## Text segment

The fact that they bought from Comcast rather than someone like Level3 or XO should tell you that they rate they got from Comcast was better than what they'd have gotten from another transit provider.

If you serve content on the internet, you have to buy transit from someone.

Edit: Would the downvoters like to point out what's wrong about my assertion?



Netflix didn't buy transit from Comcast; they paid Comcast some large fee to upgrade links to one or more transit providers that Comcast would in the ordinary and traditional course of business done itself, so as to continue delivering its traditional unrestricted internet product to customers.

Netflix can't reach every Comcast node around the country, so it couldn't have 'bought transit' from Comcast. It did try the next best thing: colocating, at its own expense, servers at Comcast POPs with cached Netflix content. Comcast said no thanks to that one. Netflix also tried buying extra capacity from other transit providers (Tata and some others.) I think -- but am not certain -- that, when Comcast learned that that deal had happened, it began failing to upgrade those links, too.

It's hard to think of an explanation for these peering disputes between CDNs/transit providers and consumer ISPs that doesn't imply ISP hostage-taking. (Where the consumer is hostage.) These consumer ISPs have an easy job: keep these links to the middle networks and backbone networks up to date. And keep the copper in decent shape.

## What is asked
Resume the discussion of the Netflix and Comcast transit dispute, starting after its final sentence. The items that come next are separate material, unrelated to the Netflix and Comcast discussion.

## Dataset rows
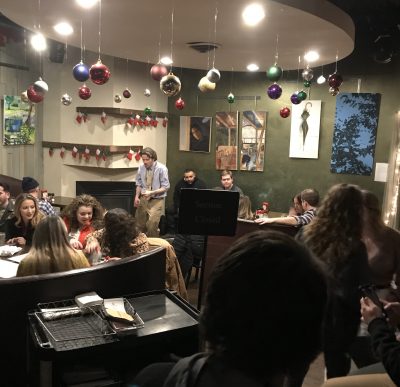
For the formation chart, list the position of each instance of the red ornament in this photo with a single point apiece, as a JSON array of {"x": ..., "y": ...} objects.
[
  {"x": 284, "y": 112},
  {"x": 99, "y": 73},
  {"x": 84, "y": 92},
  {"x": 180, "y": 103},
  {"x": 33, "y": 95},
  {"x": 158, "y": 71}
]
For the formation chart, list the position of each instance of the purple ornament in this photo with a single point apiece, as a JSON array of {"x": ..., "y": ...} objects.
[
  {"x": 295, "y": 98},
  {"x": 80, "y": 72},
  {"x": 274, "y": 91}
]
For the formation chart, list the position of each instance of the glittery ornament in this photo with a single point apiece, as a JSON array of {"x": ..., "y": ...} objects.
[
  {"x": 180, "y": 103},
  {"x": 170, "y": 85},
  {"x": 81, "y": 72},
  {"x": 274, "y": 91},
  {"x": 158, "y": 71},
  {"x": 99, "y": 73},
  {"x": 126, "y": 93},
  {"x": 66, "y": 99},
  {"x": 274, "y": 73},
  {"x": 213, "y": 75},
  {"x": 84, "y": 92},
  {"x": 335, "y": 80},
  {"x": 284, "y": 112}
]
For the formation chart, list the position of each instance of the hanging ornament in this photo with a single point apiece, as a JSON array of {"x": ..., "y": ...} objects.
[
  {"x": 205, "y": 85},
  {"x": 158, "y": 71},
  {"x": 84, "y": 92},
  {"x": 170, "y": 85},
  {"x": 333, "y": 91},
  {"x": 24, "y": 96},
  {"x": 302, "y": 95},
  {"x": 274, "y": 73},
  {"x": 33, "y": 95},
  {"x": 126, "y": 93},
  {"x": 81, "y": 72},
  {"x": 284, "y": 112},
  {"x": 274, "y": 91},
  {"x": 307, "y": 73},
  {"x": 335, "y": 80},
  {"x": 294, "y": 98},
  {"x": 180, "y": 103},
  {"x": 40, "y": 86},
  {"x": 66, "y": 99},
  {"x": 213, "y": 75},
  {"x": 99, "y": 73}
]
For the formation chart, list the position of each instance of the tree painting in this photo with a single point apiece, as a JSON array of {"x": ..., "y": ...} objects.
[{"x": 354, "y": 136}]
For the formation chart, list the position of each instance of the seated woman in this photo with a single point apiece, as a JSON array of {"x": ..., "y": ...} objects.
[
  {"x": 82, "y": 216},
  {"x": 21, "y": 227},
  {"x": 51, "y": 251},
  {"x": 120, "y": 237}
]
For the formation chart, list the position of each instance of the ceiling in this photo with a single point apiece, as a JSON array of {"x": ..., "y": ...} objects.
[{"x": 143, "y": 31}]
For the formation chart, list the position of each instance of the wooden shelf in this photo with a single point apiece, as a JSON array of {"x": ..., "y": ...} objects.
[{"x": 116, "y": 111}]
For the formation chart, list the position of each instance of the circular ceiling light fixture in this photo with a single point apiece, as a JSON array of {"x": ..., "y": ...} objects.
[
  {"x": 311, "y": 56},
  {"x": 166, "y": 60},
  {"x": 86, "y": 3},
  {"x": 252, "y": 67},
  {"x": 253, "y": 14},
  {"x": 38, "y": 42},
  {"x": 63, "y": 28}
]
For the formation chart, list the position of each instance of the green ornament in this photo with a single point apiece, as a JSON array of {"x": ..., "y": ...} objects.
[
  {"x": 274, "y": 73},
  {"x": 302, "y": 95}
]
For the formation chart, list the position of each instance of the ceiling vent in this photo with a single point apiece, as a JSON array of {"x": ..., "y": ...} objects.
[{"x": 203, "y": 47}]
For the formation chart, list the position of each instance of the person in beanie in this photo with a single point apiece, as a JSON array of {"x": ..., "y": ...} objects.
[{"x": 31, "y": 186}]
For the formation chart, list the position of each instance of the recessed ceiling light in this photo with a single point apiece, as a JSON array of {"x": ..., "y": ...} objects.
[
  {"x": 253, "y": 14},
  {"x": 63, "y": 28},
  {"x": 252, "y": 67},
  {"x": 166, "y": 60},
  {"x": 38, "y": 42},
  {"x": 311, "y": 56},
  {"x": 86, "y": 3}
]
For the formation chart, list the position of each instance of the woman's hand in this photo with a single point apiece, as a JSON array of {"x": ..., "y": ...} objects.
[{"x": 76, "y": 244}]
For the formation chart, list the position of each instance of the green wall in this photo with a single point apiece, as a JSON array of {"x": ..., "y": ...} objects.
[{"x": 283, "y": 176}]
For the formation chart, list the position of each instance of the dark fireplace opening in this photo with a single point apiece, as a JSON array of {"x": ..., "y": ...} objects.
[{"x": 111, "y": 194}]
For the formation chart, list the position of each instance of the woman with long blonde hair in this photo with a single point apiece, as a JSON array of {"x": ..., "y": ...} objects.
[{"x": 51, "y": 251}]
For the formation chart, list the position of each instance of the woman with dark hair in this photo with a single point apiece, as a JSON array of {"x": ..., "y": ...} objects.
[
  {"x": 120, "y": 236},
  {"x": 272, "y": 274},
  {"x": 335, "y": 238},
  {"x": 82, "y": 216},
  {"x": 21, "y": 227},
  {"x": 51, "y": 251}
]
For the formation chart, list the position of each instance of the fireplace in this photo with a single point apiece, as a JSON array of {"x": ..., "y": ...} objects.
[{"x": 111, "y": 194}]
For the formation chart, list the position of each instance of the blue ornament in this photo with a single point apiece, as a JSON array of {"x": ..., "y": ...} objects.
[
  {"x": 274, "y": 91},
  {"x": 81, "y": 72}
]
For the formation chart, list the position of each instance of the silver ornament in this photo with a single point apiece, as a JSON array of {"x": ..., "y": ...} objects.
[
  {"x": 213, "y": 75},
  {"x": 66, "y": 99}
]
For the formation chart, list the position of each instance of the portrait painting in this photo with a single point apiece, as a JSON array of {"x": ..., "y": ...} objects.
[
  {"x": 354, "y": 133},
  {"x": 253, "y": 127},
  {"x": 19, "y": 121},
  {"x": 304, "y": 130},
  {"x": 195, "y": 134},
  {"x": 226, "y": 138}
]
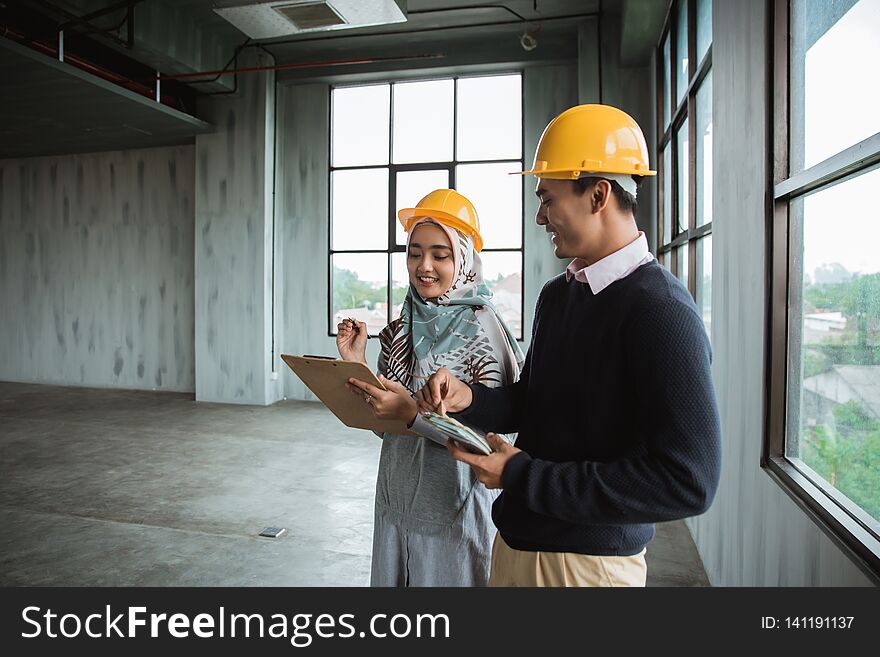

## Task result
> they paid Comcast some large fee to upgrade links to one or more transit providers

Do you have a link for that? I was unaware of any of that happening. It was my understanding that Netflix is engaging in paid peering directly with Comcast now (http://bgp.he.net/AS2906#_peers).

You're right that Netflix isn't technically buying transit from Comcast, but they replaced their transit purchased from Cogent with paid peering purchased from Comcast; the net effect is the same.

> It's hard to think of an explanation for these peering disputes between CDNs/transit providers and consumer ISPs that doesn't imply ISP hostage-taking.

I think that's exactly what's happening here, but it's done as a bargaining chip in the never-ending peering wars, rather than Comcast specifically engaging in rent-seeking from Netflix. The history of settlement-free peering is long and sordid, and last-mile providers have been at odds with the T1s for decades. Netflix massively amplified that dispute simply by virtue of the amount of bandwidth they consume.


Netflix does use Level 3. At least for their connections to Verizon FiOS customers. Who also observe shit performance.


The Verizon/Level3 Netflix performance issue is also the consequence of a peering dispute between Level3 and Verizon, by admission of both Verizon and Level3 - not a consequence of Verizon specifically throttling Netflix traffic.

It's very important that the distinction be made between saturated interlinks and throttling of specific origins; many people seem to think that it's the latter that's been done here, when the issue is consistently interlink capacity disputes between last-mile ISPs and T1 providers.

To put it another way, unless these new rules require that ISPs hook up as much interlink as their T1 peers ask for, these rules won't fix shitty Netflix performance on last-mile networks who are engaged in peering disputes with Netflix's transit providers.


"To put it another way, unless these new rules require that ISPs hook up as much interlink as their T1 peers ask for, these rules won't fix shitty Netflix performance on last-mile networks who are engaged in peering disputes with Netflix's transit providers."

100% agree. But it isn't really "as much as peers ask for;" it's more like: as much as consumers demand, keeping peak link utilization at 50% or some industry standard figure.